■ What you should do ■
Look in the material below for the line holding "Target: tree trunk". Set it down exactly, with each later line up to and including the line holding "Target: asphalt road".
### Data section
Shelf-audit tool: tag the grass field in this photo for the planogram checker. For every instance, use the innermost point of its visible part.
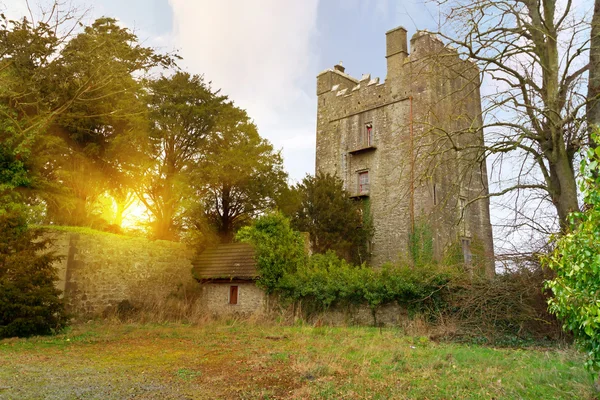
(247, 361)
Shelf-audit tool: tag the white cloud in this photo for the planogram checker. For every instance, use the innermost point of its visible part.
(259, 53)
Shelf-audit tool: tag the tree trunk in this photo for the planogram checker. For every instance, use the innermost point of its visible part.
(593, 106)
(563, 190)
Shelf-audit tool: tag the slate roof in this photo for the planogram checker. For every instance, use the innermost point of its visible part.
(226, 261)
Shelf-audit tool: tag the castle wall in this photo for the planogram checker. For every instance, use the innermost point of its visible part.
(422, 162)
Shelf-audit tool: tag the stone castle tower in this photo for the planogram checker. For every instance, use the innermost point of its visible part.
(408, 148)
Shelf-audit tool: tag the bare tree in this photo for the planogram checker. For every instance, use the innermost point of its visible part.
(533, 55)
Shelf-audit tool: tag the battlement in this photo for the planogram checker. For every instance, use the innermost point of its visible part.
(423, 44)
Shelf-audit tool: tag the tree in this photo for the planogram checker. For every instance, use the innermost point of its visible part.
(333, 220)
(182, 116)
(29, 301)
(240, 175)
(576, 262)
(593, 111)
(279, 248)
(103, 132)
(535, 52)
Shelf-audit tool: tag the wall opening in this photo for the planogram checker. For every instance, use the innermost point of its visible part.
(368, 135)
(466, 248)
(363, 182)
(233, 294)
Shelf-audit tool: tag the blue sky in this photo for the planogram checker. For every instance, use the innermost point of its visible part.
(265, 54)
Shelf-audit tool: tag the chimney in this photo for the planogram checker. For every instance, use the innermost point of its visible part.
(396, 51)
(339, 67)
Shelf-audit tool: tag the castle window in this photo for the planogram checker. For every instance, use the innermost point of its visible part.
(368, 135)
(466, 247)
(233, 291)
(462, 203)
(363, 182)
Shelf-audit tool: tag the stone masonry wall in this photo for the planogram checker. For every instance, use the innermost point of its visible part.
(251, 299)
(98, 270)
(428, 102)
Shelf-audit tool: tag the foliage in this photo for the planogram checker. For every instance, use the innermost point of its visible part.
(333, 220)
(29, 301)
(328, 280)
(420, 243)
(183, 109)
(279, 249)
(240, 174)
(509, 305)
(102, 135)
(535, 55)
(576, 262)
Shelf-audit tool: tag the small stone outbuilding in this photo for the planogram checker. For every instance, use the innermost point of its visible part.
(227, 273)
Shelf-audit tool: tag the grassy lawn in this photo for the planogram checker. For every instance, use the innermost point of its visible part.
(246, 361)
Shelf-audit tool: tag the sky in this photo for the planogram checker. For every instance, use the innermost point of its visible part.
(265, 54)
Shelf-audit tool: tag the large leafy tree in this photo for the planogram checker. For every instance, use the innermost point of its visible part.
(333, 220)
(103, 132)
(29, 301)
(182, 115)
(240, 175)
(26, 108)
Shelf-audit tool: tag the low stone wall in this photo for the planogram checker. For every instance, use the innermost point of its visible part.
(98, 270)
(251, 300)
(361, 315)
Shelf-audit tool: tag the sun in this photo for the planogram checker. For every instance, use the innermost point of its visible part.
(135, 216)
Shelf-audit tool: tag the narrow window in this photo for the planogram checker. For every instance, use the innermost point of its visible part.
(233, 294)
(466, 247)
(462, 203)
(363, 182)
(368, 138)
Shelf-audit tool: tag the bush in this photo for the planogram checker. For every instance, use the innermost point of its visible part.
(29, 301)
(576, 261)
(509, 305)
(328, 280)
(278, 248)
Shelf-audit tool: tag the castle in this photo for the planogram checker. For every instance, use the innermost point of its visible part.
(409, 148)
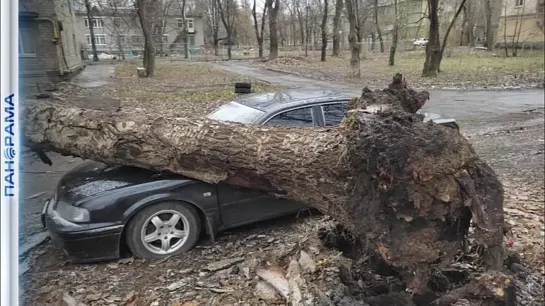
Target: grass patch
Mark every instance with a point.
(180, 87)
(459, 69)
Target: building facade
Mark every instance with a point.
(48, 48)
(521, 21)
(118, 31)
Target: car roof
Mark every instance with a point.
(273, 101)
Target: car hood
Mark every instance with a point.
(92, 178)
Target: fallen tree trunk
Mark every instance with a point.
(406, 188)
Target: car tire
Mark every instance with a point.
(243, 90)
(143, 225)
(243, 85)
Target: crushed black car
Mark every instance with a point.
(96, 208)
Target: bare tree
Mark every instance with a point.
(353, 38)
(145, 9)
(184, 31)
(259, 29)
(273, 6)
(324, 30)
(377, 27)
(89, 13)
(395, 35)
(337, 28)
(212, 22)
(228, 13)
(468, 24)
(450, 26)
(434, 48)
(489, 28)
(517, 30)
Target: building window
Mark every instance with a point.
(75, 44)
(190, 22)
(28, 38)
(137, 39)
(97, 23)
(100, 39)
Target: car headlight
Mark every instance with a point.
(72, 213)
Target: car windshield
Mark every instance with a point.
(236, 112)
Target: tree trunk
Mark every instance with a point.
(377, 27)
(120, 46)
(393, 47)
(470, 11)
(89, 12)
(259, 32)
(143, 8)
(433, 48)
(353, 39)
(229, 50)
(273, 27)
(337, 28)
(406, 188)
(324, 31)
(445, 38)
(489, 26)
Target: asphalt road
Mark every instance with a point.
(468, 107)
(476, 111)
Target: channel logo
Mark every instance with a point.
(9, 153)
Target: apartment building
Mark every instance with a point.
(524, 17)
(117, 31)
(48, 49)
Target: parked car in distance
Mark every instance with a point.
(420, 42)
(96, 208)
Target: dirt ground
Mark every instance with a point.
(509, 136)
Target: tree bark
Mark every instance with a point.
(447, 33)
(433, 48)
(353, 39)
(143, 9)
(337, 28)
(273, 7)
(259, 31)
(489, 27)
(228, 15)
(89, 12)
(393, 47)
(406, 188)
(324, 31)
(377, 27)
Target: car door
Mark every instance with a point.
(333, 113)
(241, 205)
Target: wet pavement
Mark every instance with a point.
(94, 75)
(478, 112)
(467, 107)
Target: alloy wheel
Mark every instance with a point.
(164, 232)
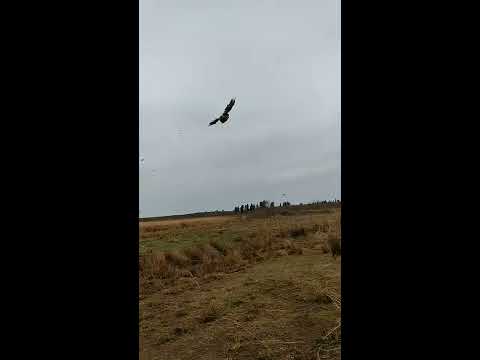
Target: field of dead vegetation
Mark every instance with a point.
(241, 287)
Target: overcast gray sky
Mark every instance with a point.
(281, 60)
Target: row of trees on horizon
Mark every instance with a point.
(271, 204)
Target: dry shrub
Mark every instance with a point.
(210, 252)
(159, 266)
(177, 258)
(296, 232)
(211, 312)
(281, 252)
(334, 246)
(220, 246)
(194, 253)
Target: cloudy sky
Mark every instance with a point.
(281, 60)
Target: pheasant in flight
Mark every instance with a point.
(224, 117)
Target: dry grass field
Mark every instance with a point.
(241, 287)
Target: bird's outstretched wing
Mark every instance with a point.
(229, 106)
(213, 122)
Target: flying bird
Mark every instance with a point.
(224, 117)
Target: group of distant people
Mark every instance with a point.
(245, 208)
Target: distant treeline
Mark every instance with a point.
(271, 204)
(246, 208)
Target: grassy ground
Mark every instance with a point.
(278, 297)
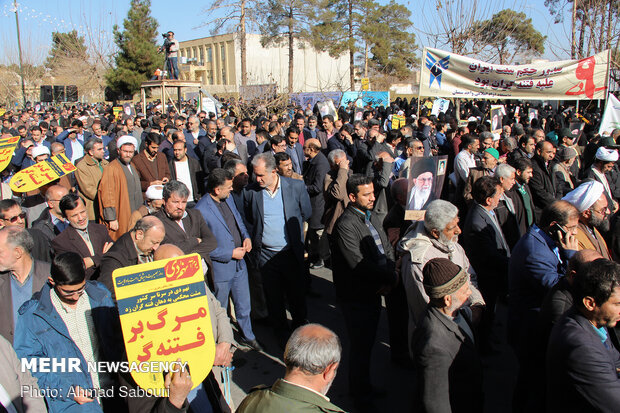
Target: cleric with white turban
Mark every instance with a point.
(585, 195)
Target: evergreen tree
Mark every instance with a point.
(65, 48)
(392, 47)
(509, 34)
(137, 57)
(285, 22)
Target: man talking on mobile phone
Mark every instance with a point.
(537, 262)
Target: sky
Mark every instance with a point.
(95, 18)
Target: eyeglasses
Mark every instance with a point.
(602, 211)
(14, 219)
(70, 293)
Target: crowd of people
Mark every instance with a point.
(526, 219)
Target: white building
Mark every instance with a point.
(216, 62)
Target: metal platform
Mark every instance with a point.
(165, 84)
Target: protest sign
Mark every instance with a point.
(611, 116)
(365, 83)
(117, 110)
(312, 98)
(327, 108)
(41, 173)
(164, 313)
(398, 121)
(446, 74)
(440, 106)
(426, 178)
(497, 116)
(7, 147)
(363, 99)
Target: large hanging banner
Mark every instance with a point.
(363, 99)
(164, 313)
(7, 148)
(446, 74)
(611, 117)
(41, 173)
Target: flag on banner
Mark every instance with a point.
(611, 116)
(445, 74)
(7, 147)
(440, 106)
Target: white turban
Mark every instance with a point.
(155, 192)
(607, 155)
(585, 195)
(127, 140)
(40, 150)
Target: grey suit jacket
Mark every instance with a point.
(39, 278)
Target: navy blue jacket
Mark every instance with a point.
(224, 266)
(41, 333)
(581, 370)
(297, 209)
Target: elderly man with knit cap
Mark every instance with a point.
(437, 238)
(604, 162)
(119, 191)
(447, 363)
(589, 198)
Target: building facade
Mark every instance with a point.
(216, 62)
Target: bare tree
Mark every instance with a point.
(235, 16)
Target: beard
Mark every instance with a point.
(602, 224)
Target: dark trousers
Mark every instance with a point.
(283, 277)
(362, 320)
(398, 321)
(317, 244)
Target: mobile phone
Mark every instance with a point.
(555, 229)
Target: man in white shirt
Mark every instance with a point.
(187, 170)
(465, 159)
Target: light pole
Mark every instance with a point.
(19, 48)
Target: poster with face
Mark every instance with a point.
(576, 129)
(497, 114)
(425, 183)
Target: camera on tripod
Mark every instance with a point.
(167, 44)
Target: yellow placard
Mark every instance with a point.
(365, 83)
(41, 173)
(164, 313)
(398, 121)
(117, 110)
(7, 148)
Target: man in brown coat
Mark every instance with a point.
(152, 166)
(119, 190)
(88, 175)
(336, 198)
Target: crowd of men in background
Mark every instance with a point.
(526, 220)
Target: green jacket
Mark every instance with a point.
(284, 397)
######
■ Reply ■
Target: tree trunk
Mark every instance with a point.
(377, 27)
(120, 46)
(393, 47)
(470, 11)
(89, 12)
(259, 32)
(143, 8)
(433, 48)
(353, 39)
(229, 50)
(273, 27)
(337, 28)
(406, 188)
(324, 31)
(445, 38)
(489, 26)
Target: asphalt road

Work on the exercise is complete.